» **SELECTED EXTRACT**:
--- begin ---

Design Rationale: Cards serve as visual anchors that persist on the canvas. Unlike chat messages that scroll away, cards remain visible and can be referenced, moved, or connected to other cards.

3. Collaborative Annotations

Comments as Visual Overlays

Comments don't live in a separate chat panel—they appear as overlays directly on cards or map locations:

  • Card Comments: Attached to specific places, visible when hovering or clicking
  • Map Annotations: Pins can have comment threads visible on hover
  • User Avatars: Show who made each suggestion or comment
  • Real-time Updates: New comments appear instantly for all collaborators

Design Rationale: Context is preserved spatially. When someone says "Let's go to the first one!" others can see exactly which card they're referring to without scrolling through chat history.

4. Itinerary Building Interface

Visual Itinerary Construction

The canvas supports drag-and-drop itinerary building:

  • Day Containers: Collapsible sections for each day of the trip
  • Drag & Drop: Cards can be dragged into day containers to build the schedule
  • Route Visualization: When places are added to a day, the system automatically shows optimal routes on the map
  • Time Estimates: Travel time between locations appears as annotations

Design Rationale: Building an itinerary should feel like arranging puzzle pieces, not filling out a form. Visual manipulation makes the process intuitive and collaborative.

Key Design Decisions

1. Why Canvas Over Chat?

Early prototypes tested a chat-first interface with map embeds. Users found this confusing—they had to switch between chat and map views, losing context. The canvas approach keeps everything in one spatial context, making collaboration more intuitive.

--- end ---

» **AIM A**: In the passage of the canvas design notes starting at "Design Rationale: Building" and ending at "collaboration more intuitive.", swap "intuitive" for "natural" and give the result.
» **AIM B**: Return every line of the records that contains the string "blue".

» **DATASET RECORDS**:
--- begin ---

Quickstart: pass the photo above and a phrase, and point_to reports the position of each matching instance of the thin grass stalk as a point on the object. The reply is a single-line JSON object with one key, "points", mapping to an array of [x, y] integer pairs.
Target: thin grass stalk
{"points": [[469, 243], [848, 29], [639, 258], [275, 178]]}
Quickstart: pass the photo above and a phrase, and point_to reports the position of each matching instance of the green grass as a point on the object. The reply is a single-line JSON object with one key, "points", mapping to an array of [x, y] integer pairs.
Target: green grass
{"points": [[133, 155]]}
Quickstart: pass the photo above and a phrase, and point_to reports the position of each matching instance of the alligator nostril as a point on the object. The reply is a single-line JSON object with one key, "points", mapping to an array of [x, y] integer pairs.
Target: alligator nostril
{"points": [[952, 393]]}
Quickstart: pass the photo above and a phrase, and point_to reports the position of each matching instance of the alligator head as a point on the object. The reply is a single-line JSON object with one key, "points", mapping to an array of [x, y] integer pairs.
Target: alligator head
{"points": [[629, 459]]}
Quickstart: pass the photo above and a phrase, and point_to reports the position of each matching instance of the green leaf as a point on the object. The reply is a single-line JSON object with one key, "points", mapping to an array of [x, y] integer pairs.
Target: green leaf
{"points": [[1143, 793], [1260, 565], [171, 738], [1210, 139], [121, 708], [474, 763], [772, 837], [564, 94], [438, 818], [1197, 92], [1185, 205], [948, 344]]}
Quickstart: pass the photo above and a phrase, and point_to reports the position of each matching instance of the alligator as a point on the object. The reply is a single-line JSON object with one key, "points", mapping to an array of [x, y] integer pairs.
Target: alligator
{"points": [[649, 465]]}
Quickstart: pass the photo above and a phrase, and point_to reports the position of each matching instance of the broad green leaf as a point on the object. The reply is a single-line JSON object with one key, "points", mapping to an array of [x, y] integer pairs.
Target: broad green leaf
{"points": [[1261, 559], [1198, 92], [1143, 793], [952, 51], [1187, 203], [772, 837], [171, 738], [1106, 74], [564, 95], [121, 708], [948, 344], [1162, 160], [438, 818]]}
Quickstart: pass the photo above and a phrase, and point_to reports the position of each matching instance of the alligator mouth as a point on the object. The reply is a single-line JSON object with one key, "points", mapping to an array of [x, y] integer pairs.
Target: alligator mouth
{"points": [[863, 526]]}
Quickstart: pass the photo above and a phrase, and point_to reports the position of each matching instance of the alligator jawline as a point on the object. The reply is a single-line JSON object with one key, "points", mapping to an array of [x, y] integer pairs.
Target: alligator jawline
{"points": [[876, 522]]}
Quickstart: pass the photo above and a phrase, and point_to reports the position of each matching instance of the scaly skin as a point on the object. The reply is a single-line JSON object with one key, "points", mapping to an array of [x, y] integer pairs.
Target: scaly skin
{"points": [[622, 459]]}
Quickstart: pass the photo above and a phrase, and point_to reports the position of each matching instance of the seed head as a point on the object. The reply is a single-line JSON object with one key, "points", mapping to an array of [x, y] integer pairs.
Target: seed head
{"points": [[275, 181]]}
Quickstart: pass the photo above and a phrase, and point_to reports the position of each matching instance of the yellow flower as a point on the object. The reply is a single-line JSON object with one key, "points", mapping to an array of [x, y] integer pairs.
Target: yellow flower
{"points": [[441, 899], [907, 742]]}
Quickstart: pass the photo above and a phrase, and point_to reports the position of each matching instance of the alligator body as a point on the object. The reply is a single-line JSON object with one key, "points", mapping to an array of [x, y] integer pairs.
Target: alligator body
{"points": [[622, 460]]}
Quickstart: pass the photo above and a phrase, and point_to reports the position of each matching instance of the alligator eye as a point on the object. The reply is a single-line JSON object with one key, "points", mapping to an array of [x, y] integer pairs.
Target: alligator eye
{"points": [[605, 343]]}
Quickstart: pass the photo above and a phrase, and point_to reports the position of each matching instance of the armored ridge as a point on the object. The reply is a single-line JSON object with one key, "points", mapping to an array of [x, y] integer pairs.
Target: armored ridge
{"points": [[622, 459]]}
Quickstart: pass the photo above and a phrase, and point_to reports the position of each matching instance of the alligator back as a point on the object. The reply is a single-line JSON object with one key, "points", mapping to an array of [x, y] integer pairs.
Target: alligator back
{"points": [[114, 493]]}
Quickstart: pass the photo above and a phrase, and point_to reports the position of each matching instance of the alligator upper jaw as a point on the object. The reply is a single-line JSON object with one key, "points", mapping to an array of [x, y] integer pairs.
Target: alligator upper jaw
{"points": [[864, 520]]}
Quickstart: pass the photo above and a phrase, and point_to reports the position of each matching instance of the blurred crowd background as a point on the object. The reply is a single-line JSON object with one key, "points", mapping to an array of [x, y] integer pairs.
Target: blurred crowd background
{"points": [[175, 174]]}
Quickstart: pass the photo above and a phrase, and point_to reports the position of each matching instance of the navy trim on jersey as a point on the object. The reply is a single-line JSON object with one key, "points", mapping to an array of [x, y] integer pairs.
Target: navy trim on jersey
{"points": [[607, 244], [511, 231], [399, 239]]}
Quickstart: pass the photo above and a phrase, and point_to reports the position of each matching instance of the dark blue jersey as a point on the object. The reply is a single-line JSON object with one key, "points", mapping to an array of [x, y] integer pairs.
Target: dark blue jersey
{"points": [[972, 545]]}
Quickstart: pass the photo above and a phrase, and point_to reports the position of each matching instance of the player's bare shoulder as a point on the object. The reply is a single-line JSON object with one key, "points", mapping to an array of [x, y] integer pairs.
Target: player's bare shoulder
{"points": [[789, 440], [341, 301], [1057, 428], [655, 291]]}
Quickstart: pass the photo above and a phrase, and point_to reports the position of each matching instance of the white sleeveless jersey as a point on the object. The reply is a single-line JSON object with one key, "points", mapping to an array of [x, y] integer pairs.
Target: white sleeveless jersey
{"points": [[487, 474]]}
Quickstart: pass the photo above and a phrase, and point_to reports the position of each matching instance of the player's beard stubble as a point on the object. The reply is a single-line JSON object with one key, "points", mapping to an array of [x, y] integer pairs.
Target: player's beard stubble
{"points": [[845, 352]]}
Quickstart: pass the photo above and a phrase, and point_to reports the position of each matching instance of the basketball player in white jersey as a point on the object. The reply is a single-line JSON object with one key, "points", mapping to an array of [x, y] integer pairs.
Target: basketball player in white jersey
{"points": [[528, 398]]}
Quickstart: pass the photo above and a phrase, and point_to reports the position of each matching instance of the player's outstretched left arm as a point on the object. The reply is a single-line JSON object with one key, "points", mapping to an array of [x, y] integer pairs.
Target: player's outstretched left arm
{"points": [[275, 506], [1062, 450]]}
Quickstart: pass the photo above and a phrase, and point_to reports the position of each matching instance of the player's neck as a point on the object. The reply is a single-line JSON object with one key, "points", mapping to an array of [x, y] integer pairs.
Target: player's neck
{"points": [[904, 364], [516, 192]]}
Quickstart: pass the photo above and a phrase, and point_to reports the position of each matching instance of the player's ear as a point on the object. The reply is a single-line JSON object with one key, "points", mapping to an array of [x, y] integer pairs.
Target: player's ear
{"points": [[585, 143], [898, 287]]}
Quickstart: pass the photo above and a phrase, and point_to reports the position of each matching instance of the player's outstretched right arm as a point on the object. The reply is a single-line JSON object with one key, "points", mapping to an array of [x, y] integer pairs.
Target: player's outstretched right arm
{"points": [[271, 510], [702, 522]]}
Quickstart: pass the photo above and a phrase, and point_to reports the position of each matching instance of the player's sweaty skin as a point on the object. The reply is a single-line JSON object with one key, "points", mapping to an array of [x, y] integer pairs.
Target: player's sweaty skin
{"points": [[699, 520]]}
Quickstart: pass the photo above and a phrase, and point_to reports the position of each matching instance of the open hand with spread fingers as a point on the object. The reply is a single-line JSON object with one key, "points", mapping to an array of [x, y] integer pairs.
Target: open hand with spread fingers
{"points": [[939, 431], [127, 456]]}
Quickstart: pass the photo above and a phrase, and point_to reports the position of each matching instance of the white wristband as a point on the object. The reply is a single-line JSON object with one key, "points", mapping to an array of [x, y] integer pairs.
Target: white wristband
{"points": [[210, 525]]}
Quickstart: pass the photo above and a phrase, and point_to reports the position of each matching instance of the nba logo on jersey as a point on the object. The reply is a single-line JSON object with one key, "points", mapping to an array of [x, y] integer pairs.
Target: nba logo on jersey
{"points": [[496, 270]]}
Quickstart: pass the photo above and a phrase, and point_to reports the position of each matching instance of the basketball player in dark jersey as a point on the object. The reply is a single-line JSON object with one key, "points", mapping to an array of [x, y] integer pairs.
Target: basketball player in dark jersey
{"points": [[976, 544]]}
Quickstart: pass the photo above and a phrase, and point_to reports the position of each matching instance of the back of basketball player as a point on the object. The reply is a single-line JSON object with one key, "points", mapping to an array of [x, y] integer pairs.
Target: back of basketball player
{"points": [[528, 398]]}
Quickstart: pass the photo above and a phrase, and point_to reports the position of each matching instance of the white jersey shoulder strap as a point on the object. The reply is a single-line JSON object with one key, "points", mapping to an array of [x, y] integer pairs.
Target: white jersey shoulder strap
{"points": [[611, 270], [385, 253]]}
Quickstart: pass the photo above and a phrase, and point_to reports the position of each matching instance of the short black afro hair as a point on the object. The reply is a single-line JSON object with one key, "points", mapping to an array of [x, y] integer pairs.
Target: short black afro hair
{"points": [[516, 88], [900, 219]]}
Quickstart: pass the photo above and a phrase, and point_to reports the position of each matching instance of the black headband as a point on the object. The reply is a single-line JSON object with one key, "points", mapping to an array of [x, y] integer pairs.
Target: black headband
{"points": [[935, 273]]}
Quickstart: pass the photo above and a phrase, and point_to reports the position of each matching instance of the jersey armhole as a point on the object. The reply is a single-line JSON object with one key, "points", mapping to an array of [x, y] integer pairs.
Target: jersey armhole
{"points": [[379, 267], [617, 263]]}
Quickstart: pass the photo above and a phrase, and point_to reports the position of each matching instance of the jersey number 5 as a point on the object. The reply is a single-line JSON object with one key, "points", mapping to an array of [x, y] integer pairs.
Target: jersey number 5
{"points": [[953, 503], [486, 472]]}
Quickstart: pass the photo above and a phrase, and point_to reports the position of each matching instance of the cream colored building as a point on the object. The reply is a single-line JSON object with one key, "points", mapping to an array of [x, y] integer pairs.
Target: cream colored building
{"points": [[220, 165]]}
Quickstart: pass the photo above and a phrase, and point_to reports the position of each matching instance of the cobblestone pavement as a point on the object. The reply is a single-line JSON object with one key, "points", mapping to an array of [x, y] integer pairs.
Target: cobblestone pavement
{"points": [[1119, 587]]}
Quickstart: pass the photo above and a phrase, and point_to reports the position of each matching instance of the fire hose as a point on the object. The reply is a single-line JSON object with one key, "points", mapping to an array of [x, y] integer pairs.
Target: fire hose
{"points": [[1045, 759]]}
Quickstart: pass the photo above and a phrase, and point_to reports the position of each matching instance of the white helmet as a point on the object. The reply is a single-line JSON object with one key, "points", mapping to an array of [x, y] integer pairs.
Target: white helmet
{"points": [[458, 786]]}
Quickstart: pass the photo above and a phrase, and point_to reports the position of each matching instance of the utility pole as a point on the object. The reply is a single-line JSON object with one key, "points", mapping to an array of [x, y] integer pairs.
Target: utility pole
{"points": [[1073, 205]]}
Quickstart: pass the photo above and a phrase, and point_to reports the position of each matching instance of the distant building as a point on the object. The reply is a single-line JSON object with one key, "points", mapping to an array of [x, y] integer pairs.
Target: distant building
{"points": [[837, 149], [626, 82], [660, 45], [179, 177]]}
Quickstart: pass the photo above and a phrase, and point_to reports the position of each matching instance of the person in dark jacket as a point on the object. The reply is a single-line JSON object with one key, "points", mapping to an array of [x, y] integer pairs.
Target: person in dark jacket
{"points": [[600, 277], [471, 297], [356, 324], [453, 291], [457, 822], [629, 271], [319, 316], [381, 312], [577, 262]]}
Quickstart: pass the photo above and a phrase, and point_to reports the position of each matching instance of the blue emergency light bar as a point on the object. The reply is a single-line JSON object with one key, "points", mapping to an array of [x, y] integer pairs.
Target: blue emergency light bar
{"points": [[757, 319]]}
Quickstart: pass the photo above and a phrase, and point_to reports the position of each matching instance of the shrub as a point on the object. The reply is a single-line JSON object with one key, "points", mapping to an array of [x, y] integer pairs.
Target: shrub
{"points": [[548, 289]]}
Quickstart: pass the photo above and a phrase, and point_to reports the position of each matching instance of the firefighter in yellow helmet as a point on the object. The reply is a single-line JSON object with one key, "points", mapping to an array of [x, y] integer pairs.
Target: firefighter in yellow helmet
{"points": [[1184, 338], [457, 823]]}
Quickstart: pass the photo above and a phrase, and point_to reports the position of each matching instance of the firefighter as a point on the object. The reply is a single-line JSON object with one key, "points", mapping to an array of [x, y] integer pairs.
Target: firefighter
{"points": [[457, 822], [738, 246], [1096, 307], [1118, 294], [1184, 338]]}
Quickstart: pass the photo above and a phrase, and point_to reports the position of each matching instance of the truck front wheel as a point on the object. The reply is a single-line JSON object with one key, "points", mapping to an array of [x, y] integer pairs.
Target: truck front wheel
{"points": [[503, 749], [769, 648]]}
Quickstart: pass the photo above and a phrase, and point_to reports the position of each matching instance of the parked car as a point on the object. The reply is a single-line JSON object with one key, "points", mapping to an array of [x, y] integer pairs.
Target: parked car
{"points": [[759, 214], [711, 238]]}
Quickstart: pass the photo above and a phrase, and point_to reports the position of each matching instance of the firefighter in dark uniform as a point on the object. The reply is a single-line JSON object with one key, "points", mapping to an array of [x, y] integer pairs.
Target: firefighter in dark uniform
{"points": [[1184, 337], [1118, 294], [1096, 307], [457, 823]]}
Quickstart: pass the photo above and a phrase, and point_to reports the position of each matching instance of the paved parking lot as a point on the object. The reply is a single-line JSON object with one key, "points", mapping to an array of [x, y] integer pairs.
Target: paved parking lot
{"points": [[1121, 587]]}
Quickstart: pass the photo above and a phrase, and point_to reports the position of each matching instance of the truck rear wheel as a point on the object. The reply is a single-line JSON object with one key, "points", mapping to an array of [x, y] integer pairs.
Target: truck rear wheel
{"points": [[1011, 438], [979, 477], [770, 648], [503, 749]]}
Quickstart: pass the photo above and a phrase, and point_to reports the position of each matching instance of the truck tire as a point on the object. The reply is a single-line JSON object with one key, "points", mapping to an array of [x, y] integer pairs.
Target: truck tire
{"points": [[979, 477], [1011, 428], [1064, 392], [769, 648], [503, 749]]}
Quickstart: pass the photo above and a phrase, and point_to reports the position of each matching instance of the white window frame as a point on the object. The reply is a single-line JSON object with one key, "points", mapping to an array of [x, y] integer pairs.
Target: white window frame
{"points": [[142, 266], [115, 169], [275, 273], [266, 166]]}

--- end ---

» **EXPECTED ANSWER A**:
Design Rationale: Building an itinerary should feel like arranging puzzle pieces, not filling out a form. Visual manipulation makes the process natural and collaborative.

Key Design Decisions

1. Why Canvas Over Chat?

Early prototypes tested a chat-first interface with map embeds. Users found this confusing—they had to switch between chat and map views, losing context. The canvas approach keeps everything in one spatial context, making collaboration more natural.

» **EXPECTED ANSWER B**:
Quickstart: pass the photo above and a phrase, and point_to reports the position of each matching instance of the dark blue jersey as a point on the object. The reply is a single-line JSON object with one key, "points", mapping to an array of [x, y] integer pairs.
Target: dark blue jersey
Quickstart: pass the photo above and a phrase, and point_to reports the position of each matching instance of the blue emergency light bar as a point on the object. The reply is a single-line JSON object with one key, "points", mapping to an array of [x, y] integer pairs.
Target: blue emergency light bar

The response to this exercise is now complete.